> **TASK REQUIREMENTS**: Copy out the rows word for word, from the line holding "the wood grain" through the last line of the rows, both ends included.

■ ■ ■ ■

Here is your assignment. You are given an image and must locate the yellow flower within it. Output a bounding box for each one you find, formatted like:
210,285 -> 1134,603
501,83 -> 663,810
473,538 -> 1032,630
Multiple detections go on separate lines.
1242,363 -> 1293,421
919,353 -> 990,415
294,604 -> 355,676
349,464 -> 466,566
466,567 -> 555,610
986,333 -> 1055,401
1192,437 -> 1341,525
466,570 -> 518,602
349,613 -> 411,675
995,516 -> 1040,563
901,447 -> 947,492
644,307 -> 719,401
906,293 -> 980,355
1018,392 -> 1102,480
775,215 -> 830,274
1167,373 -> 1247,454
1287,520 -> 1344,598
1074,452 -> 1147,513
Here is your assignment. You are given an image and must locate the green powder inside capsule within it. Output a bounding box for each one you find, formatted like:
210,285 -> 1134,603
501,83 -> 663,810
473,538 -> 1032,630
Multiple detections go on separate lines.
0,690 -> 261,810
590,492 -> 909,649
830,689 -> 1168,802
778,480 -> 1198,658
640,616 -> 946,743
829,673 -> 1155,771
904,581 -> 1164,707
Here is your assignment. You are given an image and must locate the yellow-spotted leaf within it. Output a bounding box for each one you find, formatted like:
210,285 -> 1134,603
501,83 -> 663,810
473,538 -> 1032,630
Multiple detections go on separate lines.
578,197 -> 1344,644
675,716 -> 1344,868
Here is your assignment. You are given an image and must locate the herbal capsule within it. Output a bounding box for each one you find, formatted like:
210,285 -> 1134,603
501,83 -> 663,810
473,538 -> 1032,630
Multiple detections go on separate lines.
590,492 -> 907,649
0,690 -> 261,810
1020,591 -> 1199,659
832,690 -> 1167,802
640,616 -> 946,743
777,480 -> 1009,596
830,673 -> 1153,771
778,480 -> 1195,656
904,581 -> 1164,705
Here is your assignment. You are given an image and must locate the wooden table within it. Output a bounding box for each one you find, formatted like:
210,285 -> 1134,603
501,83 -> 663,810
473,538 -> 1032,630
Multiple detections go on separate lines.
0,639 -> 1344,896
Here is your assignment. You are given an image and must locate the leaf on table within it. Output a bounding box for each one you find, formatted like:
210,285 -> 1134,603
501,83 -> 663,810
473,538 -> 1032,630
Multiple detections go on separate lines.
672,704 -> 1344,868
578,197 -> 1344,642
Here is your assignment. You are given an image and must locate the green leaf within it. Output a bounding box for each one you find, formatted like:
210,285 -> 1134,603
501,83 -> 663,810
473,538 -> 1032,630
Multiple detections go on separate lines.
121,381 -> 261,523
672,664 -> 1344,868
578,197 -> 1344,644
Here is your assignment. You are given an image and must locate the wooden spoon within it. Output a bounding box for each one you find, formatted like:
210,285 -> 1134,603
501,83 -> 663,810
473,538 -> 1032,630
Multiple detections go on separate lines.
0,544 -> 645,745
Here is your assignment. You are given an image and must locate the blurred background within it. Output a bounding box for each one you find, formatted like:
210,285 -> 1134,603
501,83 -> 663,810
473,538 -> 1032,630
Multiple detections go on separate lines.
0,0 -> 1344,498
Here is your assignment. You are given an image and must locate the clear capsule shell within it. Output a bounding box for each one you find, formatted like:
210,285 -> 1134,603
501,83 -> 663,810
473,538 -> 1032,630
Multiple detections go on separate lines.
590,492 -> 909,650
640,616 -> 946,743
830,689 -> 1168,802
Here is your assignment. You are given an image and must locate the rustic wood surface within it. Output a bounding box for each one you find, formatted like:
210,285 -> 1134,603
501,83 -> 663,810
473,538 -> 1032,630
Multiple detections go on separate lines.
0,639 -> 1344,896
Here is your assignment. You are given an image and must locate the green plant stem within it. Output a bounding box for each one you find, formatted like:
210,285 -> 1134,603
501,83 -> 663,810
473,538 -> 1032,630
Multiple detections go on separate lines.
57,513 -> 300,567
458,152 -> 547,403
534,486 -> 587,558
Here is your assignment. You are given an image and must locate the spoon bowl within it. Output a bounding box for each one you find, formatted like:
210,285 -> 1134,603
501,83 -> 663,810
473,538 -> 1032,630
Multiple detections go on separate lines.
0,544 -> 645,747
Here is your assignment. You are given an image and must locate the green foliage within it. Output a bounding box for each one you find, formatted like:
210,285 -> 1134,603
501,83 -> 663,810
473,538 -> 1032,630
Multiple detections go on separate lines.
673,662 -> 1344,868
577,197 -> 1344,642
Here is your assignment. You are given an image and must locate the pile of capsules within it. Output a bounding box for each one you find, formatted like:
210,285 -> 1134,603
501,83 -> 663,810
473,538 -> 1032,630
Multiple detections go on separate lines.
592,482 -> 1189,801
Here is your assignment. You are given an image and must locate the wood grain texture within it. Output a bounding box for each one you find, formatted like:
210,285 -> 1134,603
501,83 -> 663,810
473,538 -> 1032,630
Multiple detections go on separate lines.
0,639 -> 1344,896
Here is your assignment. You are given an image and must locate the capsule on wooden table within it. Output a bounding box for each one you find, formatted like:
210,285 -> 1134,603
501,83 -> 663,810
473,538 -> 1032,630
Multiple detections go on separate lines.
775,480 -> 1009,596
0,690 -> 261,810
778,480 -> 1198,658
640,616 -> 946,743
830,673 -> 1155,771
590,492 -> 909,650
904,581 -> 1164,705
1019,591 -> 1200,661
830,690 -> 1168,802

■ ■ ■ ■

> **CORRECT OUTPUT**:
Here is your assignment. You are given an image and must locate the wood grain texture within it. Output a bounding box for each one you find, formatted like:
210,285 -> 1134,603
501,83 -> 663,810
473,538 -> 1032,630
Multiple detections go on separate lines.
0,639 -> 1344,896
Here is your assignment. You are given an image and must locate the capsule on wooden table within it. Output a bounding box for each one you find, formatted like:
210,285 -> 1134,603
501,83 -> 663,810
473,538 -> 1032,630
Multiple detections go on separate lines.
775,480 -> 1009,596
0,690 -> 261,810
778,480 -> 1198,658
640,616 -> 946,743
830,673 -> 1155,771
590,492 -> 909,650
904,581 -> 1164,705
1019,591 -> 1200,661
830,690 -> 1168,802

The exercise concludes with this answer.